• Recorded information:
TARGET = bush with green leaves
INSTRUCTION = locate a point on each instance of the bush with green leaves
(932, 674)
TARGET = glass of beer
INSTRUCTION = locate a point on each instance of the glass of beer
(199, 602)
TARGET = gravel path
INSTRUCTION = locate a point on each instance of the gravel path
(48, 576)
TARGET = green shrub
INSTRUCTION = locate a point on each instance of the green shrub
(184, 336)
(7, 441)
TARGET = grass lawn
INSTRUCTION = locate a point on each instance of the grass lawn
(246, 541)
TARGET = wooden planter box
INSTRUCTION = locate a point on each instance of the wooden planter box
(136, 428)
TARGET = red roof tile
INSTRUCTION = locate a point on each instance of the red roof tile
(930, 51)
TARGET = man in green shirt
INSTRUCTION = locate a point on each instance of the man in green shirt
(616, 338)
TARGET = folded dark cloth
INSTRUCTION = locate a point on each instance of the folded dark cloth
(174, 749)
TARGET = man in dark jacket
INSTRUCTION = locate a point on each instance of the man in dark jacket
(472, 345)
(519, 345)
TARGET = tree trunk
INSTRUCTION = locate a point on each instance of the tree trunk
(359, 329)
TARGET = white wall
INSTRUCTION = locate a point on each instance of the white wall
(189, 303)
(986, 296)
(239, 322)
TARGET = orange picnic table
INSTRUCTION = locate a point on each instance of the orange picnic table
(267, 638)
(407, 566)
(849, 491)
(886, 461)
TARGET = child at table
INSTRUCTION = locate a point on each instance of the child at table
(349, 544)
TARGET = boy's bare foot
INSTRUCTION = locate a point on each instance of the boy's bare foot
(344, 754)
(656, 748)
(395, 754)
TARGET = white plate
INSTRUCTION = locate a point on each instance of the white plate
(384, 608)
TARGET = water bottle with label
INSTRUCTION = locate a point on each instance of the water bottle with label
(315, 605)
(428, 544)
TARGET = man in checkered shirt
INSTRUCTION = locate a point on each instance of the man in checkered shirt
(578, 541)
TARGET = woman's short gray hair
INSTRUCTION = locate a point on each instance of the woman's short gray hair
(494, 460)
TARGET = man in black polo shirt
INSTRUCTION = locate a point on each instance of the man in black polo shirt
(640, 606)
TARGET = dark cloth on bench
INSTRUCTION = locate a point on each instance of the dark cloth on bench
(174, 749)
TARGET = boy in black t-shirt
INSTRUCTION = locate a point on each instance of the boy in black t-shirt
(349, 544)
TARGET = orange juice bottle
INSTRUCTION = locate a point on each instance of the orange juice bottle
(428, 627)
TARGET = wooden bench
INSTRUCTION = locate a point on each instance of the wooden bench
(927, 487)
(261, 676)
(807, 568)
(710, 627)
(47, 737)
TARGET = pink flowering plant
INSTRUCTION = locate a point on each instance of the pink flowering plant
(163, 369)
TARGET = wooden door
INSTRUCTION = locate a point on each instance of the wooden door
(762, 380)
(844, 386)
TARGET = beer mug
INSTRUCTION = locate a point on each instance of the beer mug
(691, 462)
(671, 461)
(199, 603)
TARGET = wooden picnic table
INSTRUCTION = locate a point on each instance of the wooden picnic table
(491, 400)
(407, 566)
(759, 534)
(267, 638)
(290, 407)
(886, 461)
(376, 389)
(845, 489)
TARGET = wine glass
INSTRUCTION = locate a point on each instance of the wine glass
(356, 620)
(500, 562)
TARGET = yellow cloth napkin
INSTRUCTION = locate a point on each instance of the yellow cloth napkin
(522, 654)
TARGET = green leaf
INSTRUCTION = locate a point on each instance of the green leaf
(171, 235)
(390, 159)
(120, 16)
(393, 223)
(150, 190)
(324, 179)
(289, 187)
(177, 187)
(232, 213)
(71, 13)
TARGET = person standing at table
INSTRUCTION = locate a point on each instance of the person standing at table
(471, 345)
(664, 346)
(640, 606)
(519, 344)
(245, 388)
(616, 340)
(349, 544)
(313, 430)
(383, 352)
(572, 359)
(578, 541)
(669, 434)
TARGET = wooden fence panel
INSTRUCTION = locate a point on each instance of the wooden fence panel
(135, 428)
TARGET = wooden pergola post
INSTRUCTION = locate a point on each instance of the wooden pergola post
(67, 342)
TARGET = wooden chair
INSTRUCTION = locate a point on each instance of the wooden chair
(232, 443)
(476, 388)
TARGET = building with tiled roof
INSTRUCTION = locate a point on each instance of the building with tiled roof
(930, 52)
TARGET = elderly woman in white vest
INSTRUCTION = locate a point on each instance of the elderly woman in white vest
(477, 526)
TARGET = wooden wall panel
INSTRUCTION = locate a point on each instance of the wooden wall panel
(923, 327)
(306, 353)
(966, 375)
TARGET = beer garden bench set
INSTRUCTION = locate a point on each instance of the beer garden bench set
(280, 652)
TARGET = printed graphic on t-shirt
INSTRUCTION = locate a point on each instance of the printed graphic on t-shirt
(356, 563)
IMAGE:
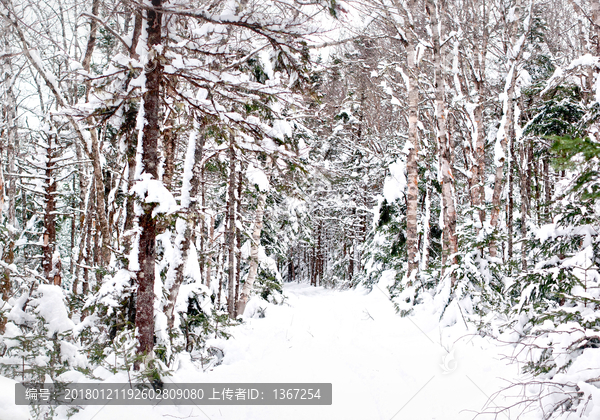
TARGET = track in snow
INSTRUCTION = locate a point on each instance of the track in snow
(381, 366)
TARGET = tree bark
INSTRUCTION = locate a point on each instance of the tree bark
(231, 231)
(444, 143)
(144, 319)
(188, 204)
(412, 166)
(249, 283)
(49, 238)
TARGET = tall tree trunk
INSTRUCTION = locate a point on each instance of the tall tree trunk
(231, 231)
(444, 143)
(507, 124)
(11, 190)
(49, 210)
(412, 167)
(95, 148)
(238, 235)
(255, 246)
(189, 192)
(144, 319)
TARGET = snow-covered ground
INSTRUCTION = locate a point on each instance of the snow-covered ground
(381, 366)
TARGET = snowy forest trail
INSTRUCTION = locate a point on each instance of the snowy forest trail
(382, 366)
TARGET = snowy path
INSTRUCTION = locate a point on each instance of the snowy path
(381, 366)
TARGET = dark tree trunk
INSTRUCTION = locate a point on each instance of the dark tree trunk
(49, 211)
(144, 319)
(231, 232)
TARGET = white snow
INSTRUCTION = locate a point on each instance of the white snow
(154, 191)
(257, 177)
(8, 409)
(49, 304)
(395, 184)
(381, 366)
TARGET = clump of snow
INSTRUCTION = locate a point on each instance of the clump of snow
(395, 184)
(257, 177)
(8, 409)
(49, 304)
(153, 191)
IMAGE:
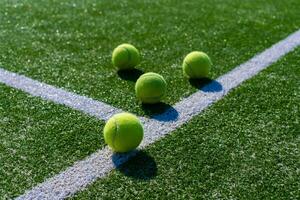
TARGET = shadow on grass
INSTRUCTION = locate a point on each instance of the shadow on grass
(140, 165)
(206, 85)
(160, 111)
(130, 75)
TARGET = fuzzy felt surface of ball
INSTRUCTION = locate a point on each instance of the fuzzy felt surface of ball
(123, 132)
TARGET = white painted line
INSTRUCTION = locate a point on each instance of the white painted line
(60, 96)
(100, 163)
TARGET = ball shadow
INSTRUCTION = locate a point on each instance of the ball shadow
(206, 84)
(160, 111)
(130, 75)
(138, 165)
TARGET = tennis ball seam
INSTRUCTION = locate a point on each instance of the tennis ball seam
(189, 66)
(115, 132)
(128, 54)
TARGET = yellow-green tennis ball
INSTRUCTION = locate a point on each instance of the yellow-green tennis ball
(196, 65)
(123, 132)
(125, 56)
(150, 88)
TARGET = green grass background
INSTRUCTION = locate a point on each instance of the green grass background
(39, 139)
(69, 43)
(245, 146)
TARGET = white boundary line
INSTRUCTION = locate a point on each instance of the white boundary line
(57, 95)
(99, 164)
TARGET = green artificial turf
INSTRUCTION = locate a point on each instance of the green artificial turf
(69, 43)
(39, 139)
(245, 146)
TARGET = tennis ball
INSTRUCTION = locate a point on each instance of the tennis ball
(123, 132)
(196, 65)
(125, 56)
(150, 88)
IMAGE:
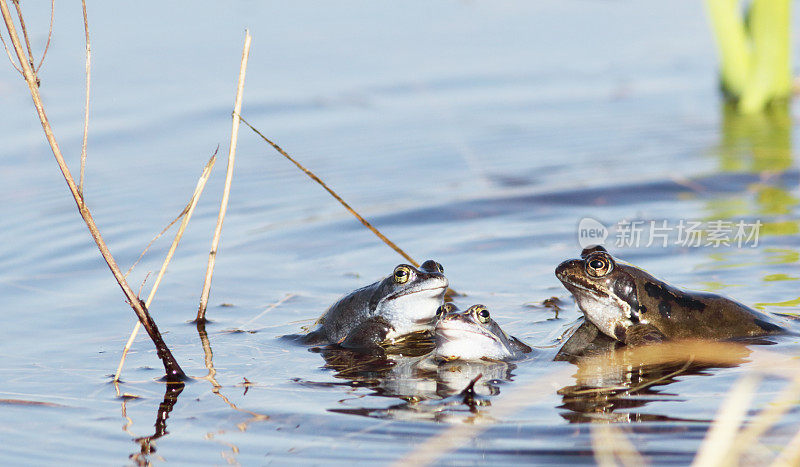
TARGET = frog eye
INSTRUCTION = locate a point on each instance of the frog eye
(598, 266)
(483, 314)
(401, 274)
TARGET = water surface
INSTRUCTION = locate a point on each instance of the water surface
(474, 133)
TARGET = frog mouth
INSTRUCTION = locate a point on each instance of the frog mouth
(450, 333)
(574, 282)
(412, 292)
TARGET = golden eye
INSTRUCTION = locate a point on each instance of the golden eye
(401, 274)
(483, 314)
(598, 266)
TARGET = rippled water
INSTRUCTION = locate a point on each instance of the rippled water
(474, 133)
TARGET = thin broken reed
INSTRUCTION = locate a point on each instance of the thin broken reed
(173, 371)
(334, 194)
(88, 85)
(212, 255)
(187, 215)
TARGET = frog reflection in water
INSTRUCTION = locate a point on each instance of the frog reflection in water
(403, 303)
(445, 382)
(473, 335)
(633, 307)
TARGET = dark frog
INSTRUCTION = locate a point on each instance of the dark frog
(400, 304)
(630, 305)
(473, 335)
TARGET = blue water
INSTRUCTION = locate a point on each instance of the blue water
(474, 133)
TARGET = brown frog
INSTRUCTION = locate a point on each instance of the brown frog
(632, 306)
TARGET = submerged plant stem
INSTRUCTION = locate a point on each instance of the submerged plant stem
(187, 215)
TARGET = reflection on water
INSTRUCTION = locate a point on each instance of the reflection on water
(429, 388)
(762, 144)
(146, 443)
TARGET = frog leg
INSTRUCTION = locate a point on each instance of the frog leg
(367, 335)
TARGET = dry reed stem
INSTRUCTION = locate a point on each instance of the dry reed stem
(171, 367)
(50, 31)
(334, 194)
(24, 32)
(768, 417)
(10, 57)
(187, 215)
(88, 82)
(212, 255)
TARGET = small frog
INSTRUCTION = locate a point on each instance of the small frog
(631, 306)
(400, 304)
(473, 335)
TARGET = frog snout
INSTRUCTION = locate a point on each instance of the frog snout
(567, 265)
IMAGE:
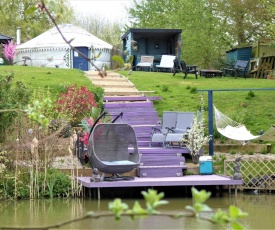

• Work to be completed: All that is wanted is an exact copy of the lines above from the one with "TARGET = tree trunk" through the one with "TARGET = wooden door", with both ends included.

• Answer to this problem:
TARGET = tree trunk
INSTRUCTION = locate a point on each instance of the tree trunk
(359, 329)
TARGET = white wall
INSTRUCTION = locate a point on each instance of the white wall
(189, 303)
(986, 296)
(239, 322)
TARGET = orange picnic table
INSTRUCTION = locate a point on each instance of the orange picnic table
(267, 638)
(407, 566)
(849, 491)
(886, 461)
TARGET = child at table
INSTRUCTION = locate a point on each instance of the child at table
(349, 544)
TARGET = boy's bare foot
INSTRUCTION = locate a point on each instance of the boy's bare foot
(344, 754)
(656, 748)
(395, 754)
TARGET = white plate
INSTRUCTION = locate a point on each instance of the white plate
(384, 608)
TARGET = water bottle with label
INSTRUCTION = locate a point on each instance of the water bottle with label
(315, 605)
(428, 544)
TARGET = man in checkered shirt
INSTRUCTION = locate a point on each instance of the man in checkered shirt
(578, 541)
TARGET = woman's short gray hair
INSTRUCTION = locate a point on each instance of the woman's short gray hair
(494, 460)
TARGET = man in black polo shirt
INSTRUCTION = locate a point on each instance of the man in black polo shirt
(640, 606)
TARGET = dark cloth on bench
INSTRUCTION = locate a point on each instance of the dark cloth on bench
(174, 749)
TARGET = boy in black t-shirt
INSTRUCTION = locate a point on each instance of the boy in black t-shirt
(349, 544)
TARGET = orange juice bottle
INSTRUCTION = locate a point on each instance of the orange juice bottle
(428, 627)
TARGET = wooden bench
INSTRUCTION = locate a point on each instance of the wooden bench
(927, 487)
(261, 676)
(807, 568)
(710, 627)
(47, 737)
TARGET = pink flowering plant
INSTRUCTION = locate a point on each instance of the pink flowering plant
(163, 369)
TARGET = wooden door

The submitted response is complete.